Quoted text.
221

I'm reading the documentation and I am constantly shaking my head at some of the design decisions of the language. But the thing that really got me puzzled is how arrays are handled.

I rushed to the playground and tried these out. You can try them too. So the first example:

var a = [1, 2, 3]
var b = a
a[1] = 42
a
b

Here a and b are both [1, 42, 3], which I can accept. Arrays are referenced - OK!

Now see this example:

var c = [1, 2, 3]
var d = c
c.append(42)
c
d

c is [1, 2, 3, 42] BUT d is [1, 2, 3]. That is, d saw the change in the last example but doesn't see it in this one. The documentation says that's because the length changed.

Now, how about this one:

var e = [1, 2, 3]
var f = e
e[0..2] = [4, 5]
e
f

e is [4, 5, 3], which is cool. It's nice to have a multi-index replacement, but f STILL doesn't see the change even though the length has not changed.

So to sum it up, common references to an array see changes if you change 1 element, but if you change multiple elements or append items, a copy is made.

This seems like a very poor design to me. Am I right in thinking this? Is there a reason I don't see why arrays should act like this?

EDIT: Arrays have changed and now have value semantics. Much more sane!

Challenge. Print everything in the post about array behavior from "c is [1, 2, 3, 42]" down to "has not changed.", word for word.

Supplied data.

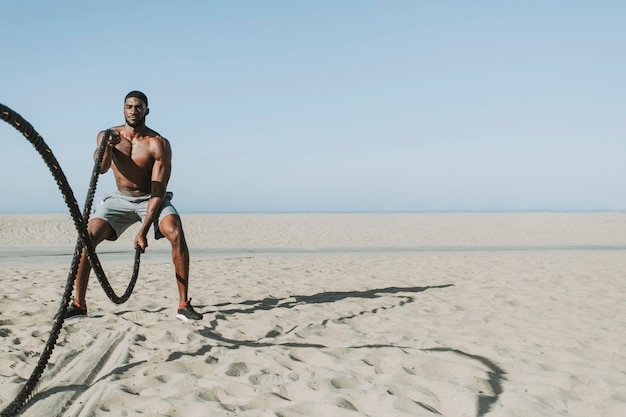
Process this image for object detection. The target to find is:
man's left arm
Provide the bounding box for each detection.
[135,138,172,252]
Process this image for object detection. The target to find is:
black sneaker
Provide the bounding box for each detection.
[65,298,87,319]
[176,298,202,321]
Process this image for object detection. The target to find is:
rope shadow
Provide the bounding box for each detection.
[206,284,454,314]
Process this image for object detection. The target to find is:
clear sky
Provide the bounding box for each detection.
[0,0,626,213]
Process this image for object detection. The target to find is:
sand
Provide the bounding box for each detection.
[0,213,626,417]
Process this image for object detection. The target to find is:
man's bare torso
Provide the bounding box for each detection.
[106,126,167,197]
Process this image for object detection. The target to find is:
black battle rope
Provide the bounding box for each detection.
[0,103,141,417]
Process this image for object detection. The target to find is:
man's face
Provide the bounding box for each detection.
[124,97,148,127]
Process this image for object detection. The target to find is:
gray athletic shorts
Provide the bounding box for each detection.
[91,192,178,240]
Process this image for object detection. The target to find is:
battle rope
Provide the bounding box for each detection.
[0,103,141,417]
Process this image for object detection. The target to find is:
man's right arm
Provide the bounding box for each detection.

...

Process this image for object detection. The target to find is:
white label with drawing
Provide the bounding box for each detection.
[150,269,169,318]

---

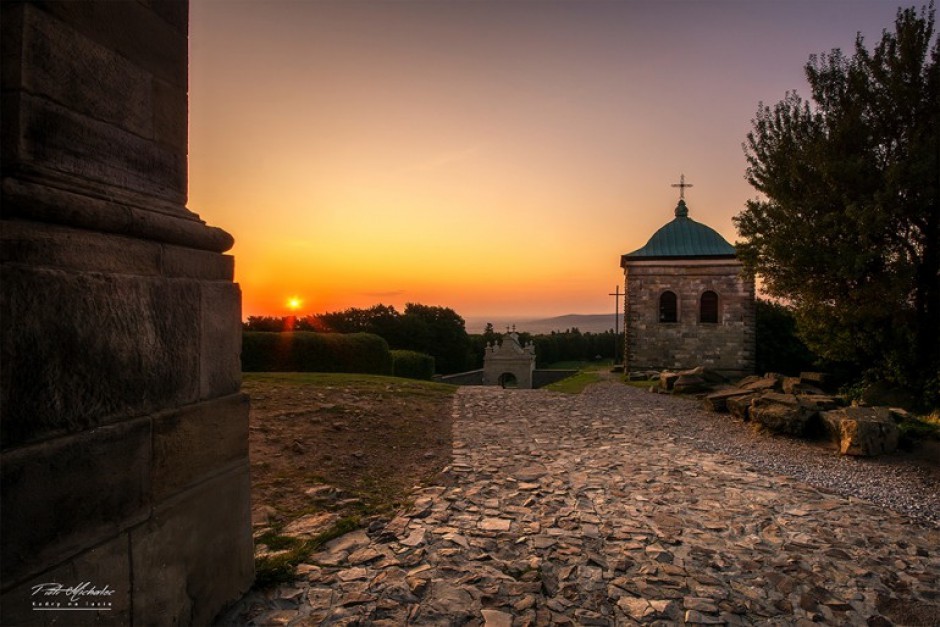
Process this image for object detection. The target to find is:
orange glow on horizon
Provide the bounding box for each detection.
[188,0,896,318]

Correct result.
c is [1, 2, 3, 42] BUT d is [1, 2, 3]. That is, d saw the change in the last example but doesn't see it in this one. The documentation says that's because the length changed.

Now, how about this one:

var e = [1, 2, 3]
var f = e
e[0..2] = [4, 5]
e
f

e is [4, 5, 3], which is cool. It's nice to have a multi-index replacement, but f STILL doesn't see the change even though the length has not changed.